Start of Given data

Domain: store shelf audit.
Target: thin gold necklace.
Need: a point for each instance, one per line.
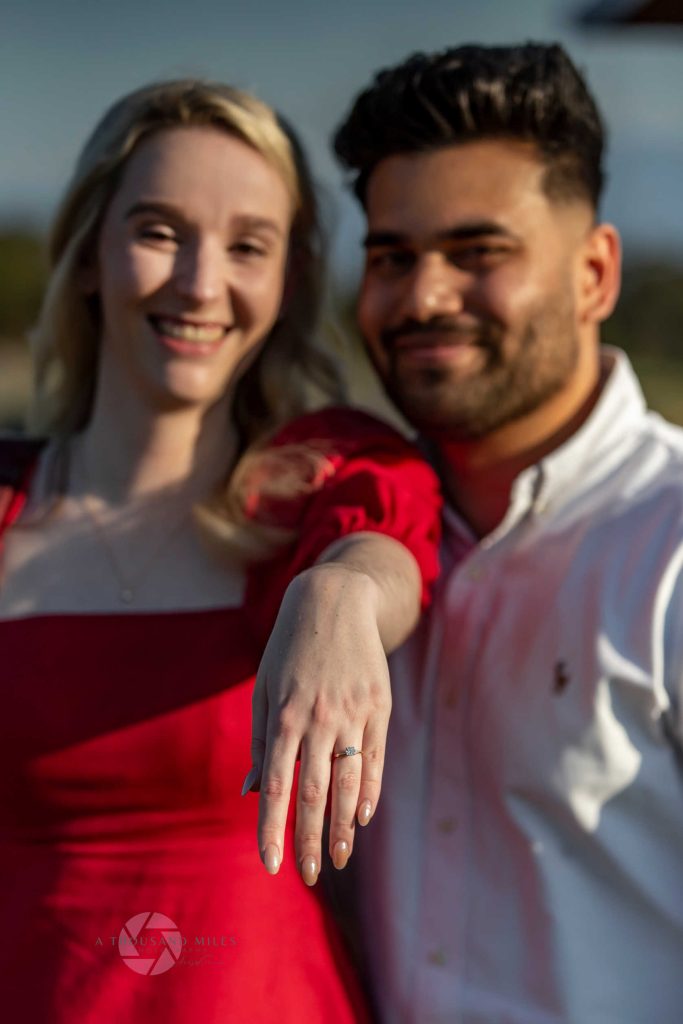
(128, 586)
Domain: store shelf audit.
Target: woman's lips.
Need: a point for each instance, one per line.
(188, 337)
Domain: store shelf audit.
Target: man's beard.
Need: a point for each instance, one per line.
(510, 384)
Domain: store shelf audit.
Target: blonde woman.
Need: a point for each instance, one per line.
(147, 546)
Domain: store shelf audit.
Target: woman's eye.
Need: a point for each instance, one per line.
(249, 249)
(158, 233)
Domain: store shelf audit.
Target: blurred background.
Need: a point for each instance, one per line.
(63, 61)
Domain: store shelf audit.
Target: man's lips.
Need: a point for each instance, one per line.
(433, 335)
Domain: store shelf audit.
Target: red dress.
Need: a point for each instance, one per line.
(131, 886)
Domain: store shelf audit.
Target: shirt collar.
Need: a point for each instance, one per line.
(587, 456)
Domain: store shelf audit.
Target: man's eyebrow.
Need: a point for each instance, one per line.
(463, 232)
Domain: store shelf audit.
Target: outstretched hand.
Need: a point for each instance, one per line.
(323, 686)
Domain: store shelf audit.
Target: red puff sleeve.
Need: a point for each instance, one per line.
(373, 479)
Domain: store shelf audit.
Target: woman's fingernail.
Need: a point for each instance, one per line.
(252, 775)
(309, 870)
(340, 854)
(365, 812)
(271, 859)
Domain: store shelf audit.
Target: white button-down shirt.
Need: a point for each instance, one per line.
(525, 864)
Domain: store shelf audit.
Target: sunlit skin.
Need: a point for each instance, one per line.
(480, 304)
(188, 272)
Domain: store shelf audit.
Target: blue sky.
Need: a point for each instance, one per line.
(62, 61)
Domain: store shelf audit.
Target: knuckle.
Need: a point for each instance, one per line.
(347, 780)
(269, 834)
(374, 757)
(311, 794)
(288, 722)
(309, 839)
(272, 787)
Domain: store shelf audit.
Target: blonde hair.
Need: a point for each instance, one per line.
(66, 341)
(290, 369)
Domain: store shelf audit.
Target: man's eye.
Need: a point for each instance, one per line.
(249, 249)
(390, 260)
(478, 255)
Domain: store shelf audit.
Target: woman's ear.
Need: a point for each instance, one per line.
(88, 275)
(600, 273)
(290, 284)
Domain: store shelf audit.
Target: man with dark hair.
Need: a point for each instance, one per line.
(525, 864)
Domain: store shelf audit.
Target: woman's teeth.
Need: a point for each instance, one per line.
(201, 334)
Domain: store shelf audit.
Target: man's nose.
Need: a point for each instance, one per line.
(200, 272)
(433, 289)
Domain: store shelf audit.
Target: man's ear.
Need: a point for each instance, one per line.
(600, 274)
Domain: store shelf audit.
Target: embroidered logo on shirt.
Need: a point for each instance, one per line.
(561, 677)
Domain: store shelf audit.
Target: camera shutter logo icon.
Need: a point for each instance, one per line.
(150, 943)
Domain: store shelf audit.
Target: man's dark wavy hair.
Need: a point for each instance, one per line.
(527, 93)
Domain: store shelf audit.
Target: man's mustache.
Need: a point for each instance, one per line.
(417, 330)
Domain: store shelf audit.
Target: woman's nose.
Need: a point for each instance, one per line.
(200, 273)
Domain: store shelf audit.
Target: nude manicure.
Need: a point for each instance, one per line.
(340, 854)
(309, 870)
(365, 812)
(271, 859)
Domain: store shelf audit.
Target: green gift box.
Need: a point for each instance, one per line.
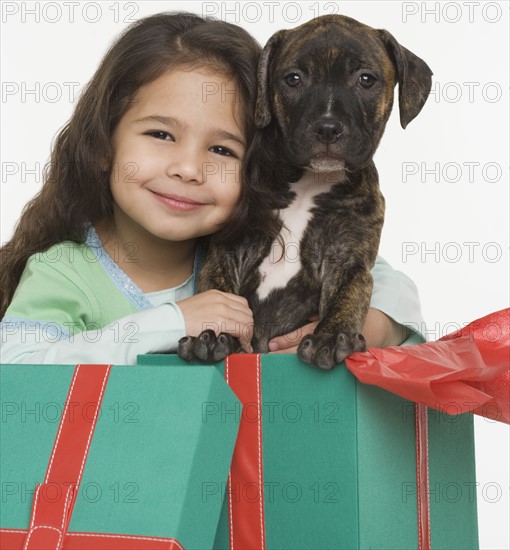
(99, 456)
(323, 461)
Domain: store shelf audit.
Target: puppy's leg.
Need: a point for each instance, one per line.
(230, 271)
(344, 306)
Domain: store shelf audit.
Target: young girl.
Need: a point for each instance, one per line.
(103, 261)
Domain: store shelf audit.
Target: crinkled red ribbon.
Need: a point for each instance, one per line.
(468, 371)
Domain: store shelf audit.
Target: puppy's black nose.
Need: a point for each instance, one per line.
(328, 131)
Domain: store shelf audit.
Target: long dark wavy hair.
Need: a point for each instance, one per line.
(76, 187)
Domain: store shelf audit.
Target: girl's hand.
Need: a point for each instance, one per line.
(221, 312)
(288, 343)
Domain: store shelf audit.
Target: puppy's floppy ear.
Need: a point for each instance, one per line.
(263, 107)
(414, 78)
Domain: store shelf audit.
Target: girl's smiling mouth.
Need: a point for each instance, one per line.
(176, 202)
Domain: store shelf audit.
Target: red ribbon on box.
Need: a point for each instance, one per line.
(49, 522)
(467, 371)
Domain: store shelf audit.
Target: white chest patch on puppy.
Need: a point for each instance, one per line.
(283, 262)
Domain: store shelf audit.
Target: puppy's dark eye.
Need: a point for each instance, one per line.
(293, 80)
(366, 80)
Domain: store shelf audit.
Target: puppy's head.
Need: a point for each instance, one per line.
(328, 86)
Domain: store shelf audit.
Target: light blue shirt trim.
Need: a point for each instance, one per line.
(125, 284)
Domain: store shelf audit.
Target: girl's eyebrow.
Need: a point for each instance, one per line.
(171, 121)
(168, 121)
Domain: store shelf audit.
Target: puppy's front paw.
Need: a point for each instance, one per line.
(208, 347)
(326, 351)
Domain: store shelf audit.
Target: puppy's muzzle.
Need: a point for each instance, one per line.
(328, 131)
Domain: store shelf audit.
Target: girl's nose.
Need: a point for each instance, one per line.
(186, 164)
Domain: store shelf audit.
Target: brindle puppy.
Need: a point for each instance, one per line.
(325, 95)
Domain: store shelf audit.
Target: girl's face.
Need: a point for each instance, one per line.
(178, 151)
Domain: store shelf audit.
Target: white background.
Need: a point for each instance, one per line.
(445, 178)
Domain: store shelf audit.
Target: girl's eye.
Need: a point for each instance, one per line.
(219, 150)
(160, 134)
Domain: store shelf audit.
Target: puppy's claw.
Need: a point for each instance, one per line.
(207, 347)
(326, 352)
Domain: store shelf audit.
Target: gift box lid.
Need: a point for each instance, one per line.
(150, 458)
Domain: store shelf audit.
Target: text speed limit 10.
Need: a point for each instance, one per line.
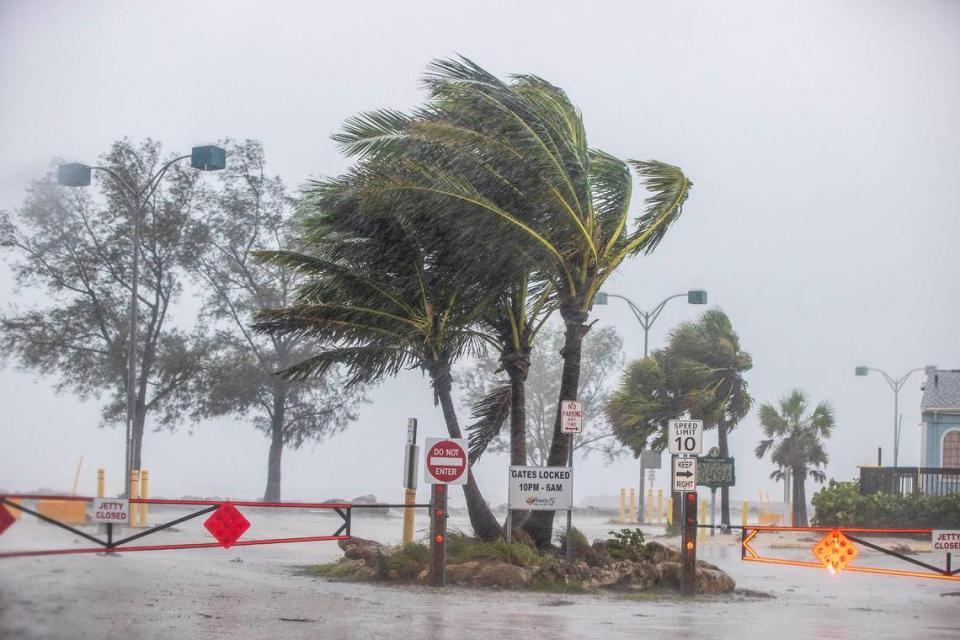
(685, 437)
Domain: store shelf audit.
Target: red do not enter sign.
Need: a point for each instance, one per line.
(446, 461)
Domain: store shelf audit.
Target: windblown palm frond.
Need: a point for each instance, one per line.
(489, 414)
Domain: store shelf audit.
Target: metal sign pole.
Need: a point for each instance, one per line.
(569, 550)
(713, 511)
(438, 536)
(410, 480)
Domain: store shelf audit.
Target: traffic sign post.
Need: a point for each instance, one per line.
(688, 555)
(446, 461)
(684, 474)
(685, 437)
(571, 416)
(446, 464)
(438, 535)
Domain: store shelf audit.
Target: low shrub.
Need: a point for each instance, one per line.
(406, 562)
(626, 544)
(840, 504)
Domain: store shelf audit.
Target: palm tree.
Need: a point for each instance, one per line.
(795, 439)
(707, 366)
(514, 157)
(382, 296)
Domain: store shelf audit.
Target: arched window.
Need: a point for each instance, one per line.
(951, 449)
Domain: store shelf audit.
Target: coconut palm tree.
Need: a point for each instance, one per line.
(795, 441)
(514, 157)
(707, 367)
(380, 295)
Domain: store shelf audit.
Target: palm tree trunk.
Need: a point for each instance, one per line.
(517, 370)
(724, 491)
(277, 419)
(799, 496)
(485, 525)
(540, 523)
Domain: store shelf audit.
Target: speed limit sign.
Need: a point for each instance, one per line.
(685, 437)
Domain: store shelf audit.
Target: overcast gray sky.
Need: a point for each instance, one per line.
(822, 138)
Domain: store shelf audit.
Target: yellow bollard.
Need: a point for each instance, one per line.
(134, 493)
(409, 497)
(144, 493)
(16, 513)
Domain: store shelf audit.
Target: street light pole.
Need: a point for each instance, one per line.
(895, 384)
(75, 174)
(646, 320)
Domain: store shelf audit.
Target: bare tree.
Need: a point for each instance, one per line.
(251, 211)
(75, 246)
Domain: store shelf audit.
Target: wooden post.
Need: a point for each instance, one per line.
(144, 493)
(134, 493)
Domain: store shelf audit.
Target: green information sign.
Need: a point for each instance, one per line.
(716, 472)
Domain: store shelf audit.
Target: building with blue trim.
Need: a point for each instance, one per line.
(940, 409)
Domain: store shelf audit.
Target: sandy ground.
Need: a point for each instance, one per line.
(256, 592)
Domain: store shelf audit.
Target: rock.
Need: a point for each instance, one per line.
(709, 578)
(668, 574)
(361, 549)
(607, 576)
(638, 576)
(519, 536)
(502, 575)
(659, 553)
(714, 581)
(369, 511)
(357, 568)
(563, 572)
(463, 573)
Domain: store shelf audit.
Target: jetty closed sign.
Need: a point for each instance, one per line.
(946, 541)
(541, 488)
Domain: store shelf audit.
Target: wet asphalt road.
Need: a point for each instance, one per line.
(256, 592)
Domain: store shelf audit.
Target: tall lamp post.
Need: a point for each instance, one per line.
(646, 319)
(895, 384)
(77, 174)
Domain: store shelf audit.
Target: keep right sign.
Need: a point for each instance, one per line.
(946, 541)
(684, 474)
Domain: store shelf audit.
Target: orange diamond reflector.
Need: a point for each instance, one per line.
(835, 551)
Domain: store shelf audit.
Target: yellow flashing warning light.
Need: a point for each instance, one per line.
(835, 551)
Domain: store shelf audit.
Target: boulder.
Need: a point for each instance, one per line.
(563, 572)
(638, 576)
(464, 573)
(503, 576)
(362, 549)
(668, 574)
(658, 553)
(714, 581)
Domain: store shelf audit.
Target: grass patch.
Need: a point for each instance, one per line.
(405, 562)
(330, 570)
(550, 586)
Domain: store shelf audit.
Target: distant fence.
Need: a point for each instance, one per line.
(931, 481)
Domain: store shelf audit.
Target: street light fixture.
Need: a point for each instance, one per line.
(895, 385)
(647, 318)
(76, 174)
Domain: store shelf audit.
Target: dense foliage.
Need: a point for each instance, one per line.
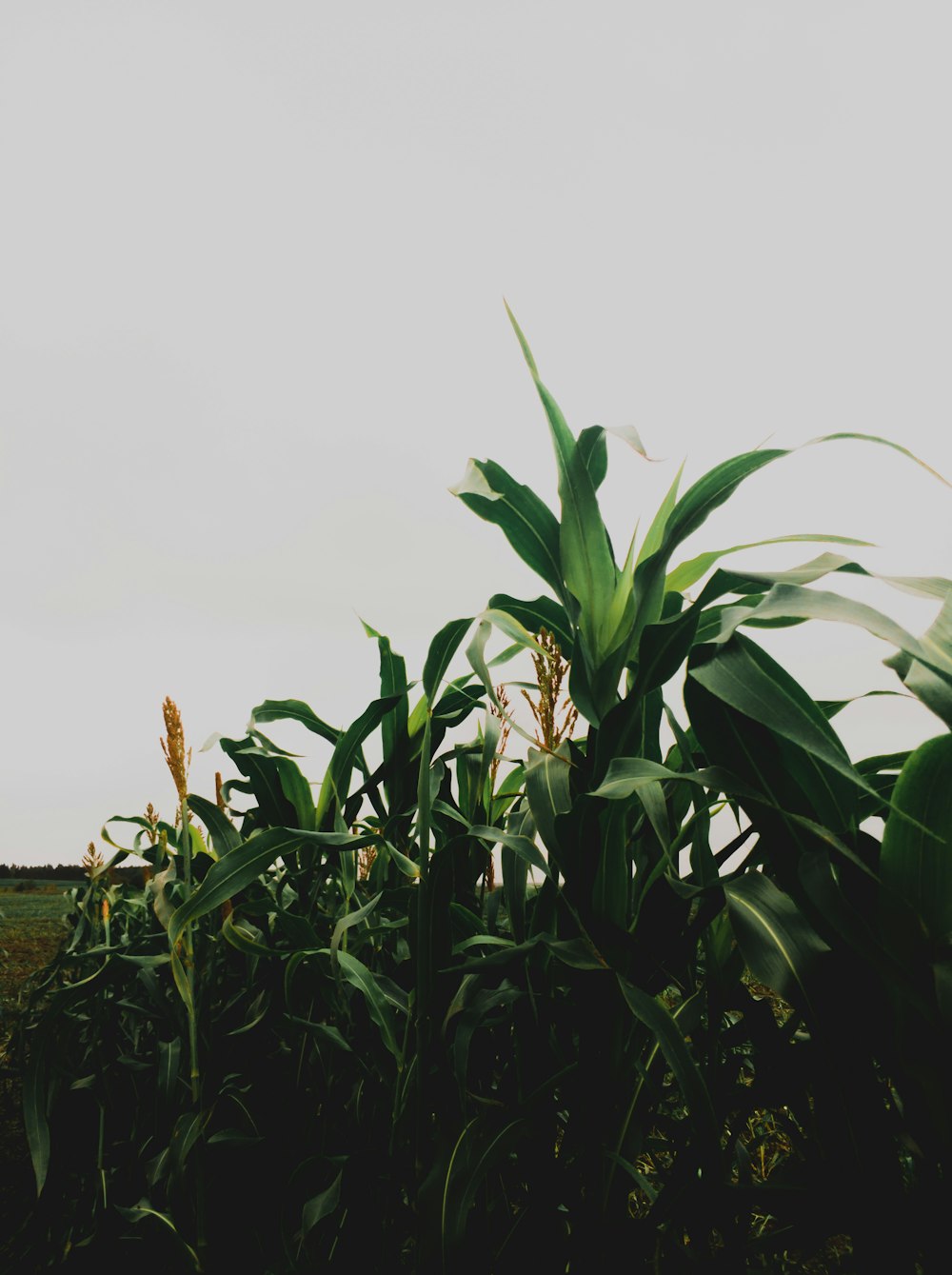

End of Given data

What needs to be done → Using the data above, return every line that contains the string "limit".

Answer below →
Target: text speed limit 10.
Target: speed limit sign.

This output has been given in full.